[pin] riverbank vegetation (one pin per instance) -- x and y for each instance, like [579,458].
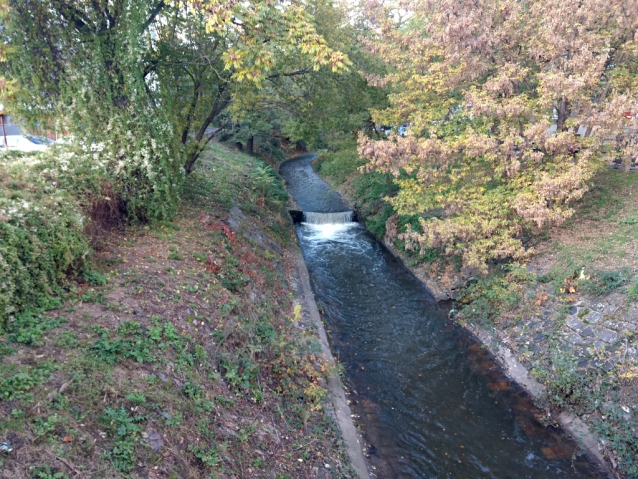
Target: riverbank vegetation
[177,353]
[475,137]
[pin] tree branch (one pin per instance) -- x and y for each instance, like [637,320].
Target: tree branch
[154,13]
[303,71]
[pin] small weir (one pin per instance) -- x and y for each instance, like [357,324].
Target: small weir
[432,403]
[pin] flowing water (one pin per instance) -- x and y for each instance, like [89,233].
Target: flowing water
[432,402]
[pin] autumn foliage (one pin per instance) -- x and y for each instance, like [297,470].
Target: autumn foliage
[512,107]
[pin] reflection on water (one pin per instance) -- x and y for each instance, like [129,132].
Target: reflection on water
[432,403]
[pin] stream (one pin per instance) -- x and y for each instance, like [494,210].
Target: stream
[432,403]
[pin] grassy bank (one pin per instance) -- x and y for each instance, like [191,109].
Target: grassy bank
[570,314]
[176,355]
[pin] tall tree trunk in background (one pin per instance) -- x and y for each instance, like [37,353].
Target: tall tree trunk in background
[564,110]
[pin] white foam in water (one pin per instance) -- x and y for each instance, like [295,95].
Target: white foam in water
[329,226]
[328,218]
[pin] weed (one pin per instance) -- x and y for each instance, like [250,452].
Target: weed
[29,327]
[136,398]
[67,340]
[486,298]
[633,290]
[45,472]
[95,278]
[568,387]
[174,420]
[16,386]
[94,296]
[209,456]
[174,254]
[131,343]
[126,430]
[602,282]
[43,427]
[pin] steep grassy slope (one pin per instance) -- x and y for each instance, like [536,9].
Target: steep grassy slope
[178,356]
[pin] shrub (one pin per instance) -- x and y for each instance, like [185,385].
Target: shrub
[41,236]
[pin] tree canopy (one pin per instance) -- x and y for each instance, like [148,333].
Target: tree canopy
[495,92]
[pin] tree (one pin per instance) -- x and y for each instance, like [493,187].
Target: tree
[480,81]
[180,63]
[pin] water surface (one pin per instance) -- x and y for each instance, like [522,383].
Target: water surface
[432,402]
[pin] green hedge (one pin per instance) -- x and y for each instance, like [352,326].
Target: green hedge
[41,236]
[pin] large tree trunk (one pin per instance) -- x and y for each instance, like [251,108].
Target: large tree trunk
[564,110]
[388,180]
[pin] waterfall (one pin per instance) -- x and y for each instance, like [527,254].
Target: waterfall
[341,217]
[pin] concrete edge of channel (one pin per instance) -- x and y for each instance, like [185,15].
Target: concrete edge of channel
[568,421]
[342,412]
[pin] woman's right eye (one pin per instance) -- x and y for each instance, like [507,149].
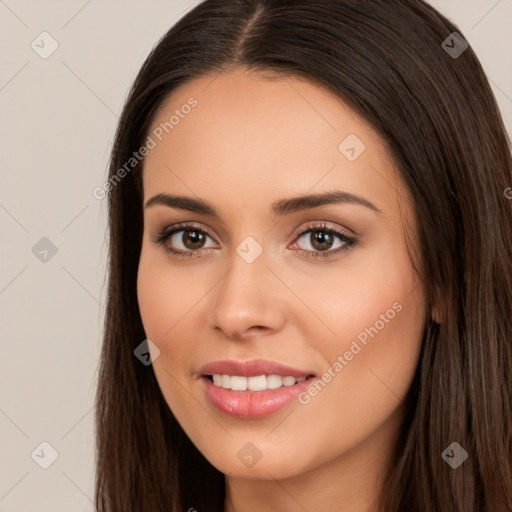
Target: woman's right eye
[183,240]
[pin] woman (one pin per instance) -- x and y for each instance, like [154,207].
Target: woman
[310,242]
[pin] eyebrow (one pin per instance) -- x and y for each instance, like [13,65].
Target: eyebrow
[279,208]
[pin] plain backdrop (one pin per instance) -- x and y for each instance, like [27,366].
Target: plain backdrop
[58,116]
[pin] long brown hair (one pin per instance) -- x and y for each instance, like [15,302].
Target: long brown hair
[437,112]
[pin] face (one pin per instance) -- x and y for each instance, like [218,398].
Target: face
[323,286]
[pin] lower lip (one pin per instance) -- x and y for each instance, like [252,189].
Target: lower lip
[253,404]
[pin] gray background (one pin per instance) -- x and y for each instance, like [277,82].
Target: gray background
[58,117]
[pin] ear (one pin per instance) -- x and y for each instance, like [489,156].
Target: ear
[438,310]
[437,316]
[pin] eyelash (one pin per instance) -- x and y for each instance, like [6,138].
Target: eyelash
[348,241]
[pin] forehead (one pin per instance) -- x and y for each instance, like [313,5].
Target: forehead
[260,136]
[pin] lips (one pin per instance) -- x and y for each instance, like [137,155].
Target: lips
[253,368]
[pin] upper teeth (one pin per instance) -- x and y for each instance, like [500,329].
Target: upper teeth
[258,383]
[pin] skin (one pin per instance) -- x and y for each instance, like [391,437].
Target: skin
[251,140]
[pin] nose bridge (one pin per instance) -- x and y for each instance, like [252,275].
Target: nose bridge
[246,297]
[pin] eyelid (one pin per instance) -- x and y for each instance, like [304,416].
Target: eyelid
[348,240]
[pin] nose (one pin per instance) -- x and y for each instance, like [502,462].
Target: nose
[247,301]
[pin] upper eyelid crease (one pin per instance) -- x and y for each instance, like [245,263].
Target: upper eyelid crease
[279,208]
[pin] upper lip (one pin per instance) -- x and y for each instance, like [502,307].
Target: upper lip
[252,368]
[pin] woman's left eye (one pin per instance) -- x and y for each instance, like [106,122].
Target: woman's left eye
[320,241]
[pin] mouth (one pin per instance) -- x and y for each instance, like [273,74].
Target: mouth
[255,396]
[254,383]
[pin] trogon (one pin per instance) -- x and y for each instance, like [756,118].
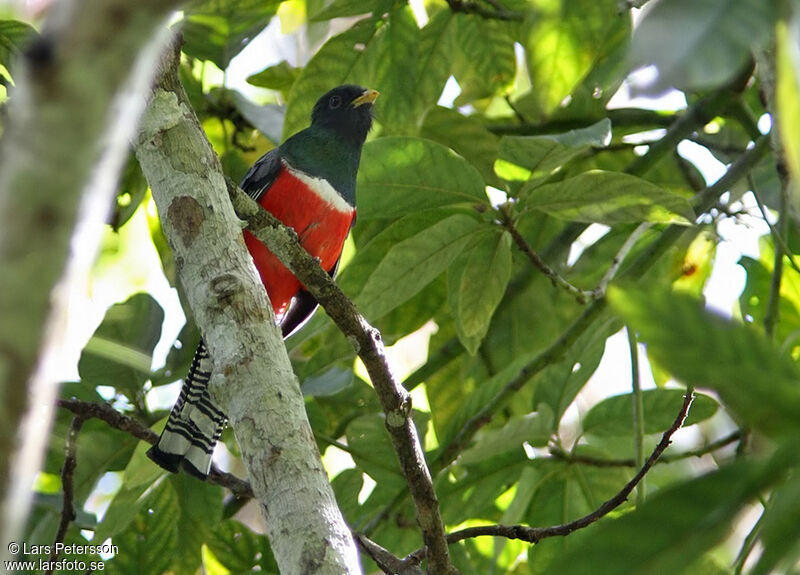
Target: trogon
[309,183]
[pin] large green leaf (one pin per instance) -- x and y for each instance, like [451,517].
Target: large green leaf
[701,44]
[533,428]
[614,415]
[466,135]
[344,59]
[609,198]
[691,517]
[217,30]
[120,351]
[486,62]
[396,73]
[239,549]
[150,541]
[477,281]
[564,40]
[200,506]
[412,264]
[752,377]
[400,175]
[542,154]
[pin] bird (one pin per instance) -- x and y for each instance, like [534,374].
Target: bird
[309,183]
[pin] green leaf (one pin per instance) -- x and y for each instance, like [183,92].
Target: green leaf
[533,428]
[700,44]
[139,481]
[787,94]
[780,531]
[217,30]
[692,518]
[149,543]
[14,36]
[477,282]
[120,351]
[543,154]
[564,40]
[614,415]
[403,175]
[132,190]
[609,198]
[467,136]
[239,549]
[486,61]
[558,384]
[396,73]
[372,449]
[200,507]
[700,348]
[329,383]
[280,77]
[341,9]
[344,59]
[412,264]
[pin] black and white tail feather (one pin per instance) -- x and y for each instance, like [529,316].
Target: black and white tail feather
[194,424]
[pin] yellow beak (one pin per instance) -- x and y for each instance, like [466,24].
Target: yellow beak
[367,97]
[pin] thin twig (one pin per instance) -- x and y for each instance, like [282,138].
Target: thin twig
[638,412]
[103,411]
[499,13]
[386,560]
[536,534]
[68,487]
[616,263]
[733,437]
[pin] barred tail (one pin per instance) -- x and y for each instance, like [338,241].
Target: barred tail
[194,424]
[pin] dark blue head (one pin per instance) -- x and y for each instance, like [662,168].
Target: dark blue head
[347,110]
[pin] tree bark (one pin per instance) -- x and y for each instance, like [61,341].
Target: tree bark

□ □ □ □

Request: Transcribe all the data word for word; the images stay out.

The completed task:
[pin] riverbank vegetation (one pin per instance) -- x and y for each instance, like [579,458].
Target: riverbank vegetation
[177,353]
[475,137]
[pin] tree branch (one pin per instance) -- x and y for each instance, like [637,320].
Target: tree branch
[154,13]
[303,71]
[pin] small weir (one pin per instance) -- x and y for each instance, like [357,324].
Target: small weir
[432,403]
[pin] flowing water (one pin per instance) -- x and y for each instance, like [89,233].
Target: flowing water
[432,402]
[pin] autumn foliage (one pin per instance) -- x and y for each instance, like [297,470].
Target: autumn foliage
[512,107]
[pin] reflection on water (one pin per instance) -- x and y for each instance, like [129,132].
Target: reflection on water
[432,403]
[pin] stream (one pin per instance) -- x and y for each instance, like [494,210].
Target: stream
[432,403]
[pin] grassy bank (one pin per instance) -- x and y for each instance, like [191,109].
Target: grassy bank
[570,314]
[176,355]
[pin] tall tree trunk in background (one pin per instance) -- x and y for each instance, like [37,353].
Target: tall tree trunk in background
[564,110]
[pin] white foam in water (one pin per instance) -- x and y for each instance, like [295,95].
Target: white foam in water
[329,226]
[328,218]
[pin] weed (one pin per instance) -- x and y for each instance, like [250,452].
Target: weed
[29,327]
[136,398]
[67,340]
[486,298]
[633,290]
[45,472]
[95,278]
[568,387]
[174,420]
[16,386]
[94,296]
[209,456]
[174,254]
[131,343]
[126,430]
[602,282]
[43,427]
[pin] steep grassy slope (one pin per instance) -- x and y for each instance, like [536,9].
Target: steep grassy slope
[178,356]
[pin] shrub (one pin per instance) -- x and y for each instance, like [185,385].
Target: shrub
[41,236]
[pin] tree canopy (one pin per instance) -- x and y for each instance, like [148,333].
Target: tree canopy
[495,92]
[pin] tree (one pin per instance) -- x and y for each instance, like [493,187].
Target: tree
[480,81]
[180,63]
[pin] water surface (one pin per instance) -- x and y for each instance, like [522,383].
Target: water surface
[432,402]
[pin] green hedge (one pin per instance) -- x and y for each instance, like [352,326].
Target: green hedge
[41,236]
[pin] large tree trunk (one pin per instance) -- x and y for each instance, like [251,108].
Target: large tree trunk
[564,110]
[388,180]
[pin] waterfall (one pin per instance) -- x and y for each instance, like [527,254].
Target: waterfall
[341,217]
[pin] concrete edge of channel (one pin per instance) -- x and y for each instance, like [185,15].
Target: concrete edge of channel
[568,421]
[342,412]
[pin] woman's right eye (one pin per instance) -- x and y for each instance, like [507,149].
Target: woman's right eye
[183,240]
[pin] woman (one pin per instance) -- x and y for each instance, like [154,207].
Target: woman
[310,242]
[pin] eyebrow (one pin per instance) -- x and y for each instance, like [13,65].
Target: eyebrow
[279,208]
[pin] plain backdrop (one pin per instance) -- x and y for each instance, like [27,366].
Target: plain backdrop
[58,116]
[pin] long brown hair (one pin per instance) -- x and y for each instance, like [15,302].
Target: long brown hair
[437,112]
[pin] face (one pin per instance) -- x and y for each instance, like [218,398].
Target: face
[323,286]
[pin] lower lip (one pin per instance) -- x and y for each instance, like [252,189].
Target: lower lip
[253,404]
[pin] gray background (one pin per instance) -- x and y for each instance, like [277,82].
Target: gray background
[58,117]
[pin] ear (one pin per instance) -- x and y for each instance, like [489,156].
Target: ear
[438,310]
[437,316]
[pin] eyelash (one pin per instance) -- x and y for each instance, like [6,138].
Target: eyelash
[348,241]
[pin] forehead (one pin per instance) -- x and y for each instance, like [313,5].
Target: forehead
[260,136]
[pin] lips (one pin per instance) -- x and y for each instance, like [137,155].
Target: lips
[253,368]
[pin] upper teeth (one pin per instance) -- x and y for each instance, like [500,329].
Target: upper teeth
[258,383]
[pin] skin (one pin per instance) -- x and y for each instance, like [391,437].
Target: skin
[251,140]
[pin] nose bridge (one pin per instance) -- x and y for each instance, like [252,275].
Target: nose bridge
[246,297]
[pin] eyelid (one pin per instance) -- x and y for each instance, like [304,416].
Target: eyelid
[348,240]
[pin] nose (one pin per instance) -- x and y for each instance, like [502,462].
Target: nose
[247,301]
[pin] upper eyelid crease (one pin per instance) -- x and y for each instance, like [245,263].
Target: upper eyelid crease
[279,208]
[pin] upper lip (one pin per instance) -- x and y for each instance, like [502,307].
Target: upper lip
[252,368]
[pin] woman's left eye (one pin per instance) -- x and y for each instance, like [106,122].
Target: woman's left eye
[320,241]
[pin] mouth (one pin per instance) -- x and y for each instance, like [273,74].
Target: mouth
[255,396]
[254,383]
[pin] trogon (one pin per instance) -- x and y for each instance, like [756,118].
Target: trogon
[309,183]
[pin] large green leaf (one pin per instance) -- x and y for each instance, like [451,517].
Target: large green leaf
[701,44]
[533,428]
[614,415]
[466,135]
[344,59]
[609,198]
[691,517]
[217,30]
[120,351]
[486,62]
[396,73]
[239,549]
[150,541]
[477,281]
[564,40]
[200,506]
[412,264]
[752,377]
[400,175]
[542,154]
[pin] bird (one pin per instance) -- x and y for each instance, like [534,374].
Target: bird
[309,183]
[pin] green leaf (one pin per instance) -- x and y for each instance, like [183,92].
Target: green leaf
[533,428]
[700,44]
[139,481]
[787,94]
[780,531]
[217,30]
[692,518]
[149,543]
[14,36]
[477,282]
[120,351]
[543,154]
[564,40]
[614,415]
[403,175]
[132,190]
[609,198]
[467,136]
[239,549]
[486,61]
[558,384]
[396,73]
[372,449]
[200,507]
[700,348]
[329,383]
[280,77]
[341,9]
[344,59]
[412,264]
[pin] black and white tail feather (one pin per instance) -- x and y for each instance, like [529,316].
Target: black and white tail feather
[194,424]
[pin] yellow beak (one pin per instance) -- x and y for each instance, like [466,24].
Target: yellow beak
[367,97]
[pin] thin twig (one pin per instance) -- x and y for each instance, like [282,138].
Target: thin twig
[638,412]
[103,411]
[499,13]
[386,560]
[536,534]
[68,487]
[616,263]
[733,437]
[pin] barred tail (one pin per instance) -- x and y for each instance, like [338,241].
Target: barred tail
[194,424]
[pin] dark blue head (one pin per instance) -- x and y for each instance, like [662,168].
Target: dark blue head
[347,110]
[pin] tree bark (one pin per instance) -- x and y for each instance, like [61,341].
Target: tree bark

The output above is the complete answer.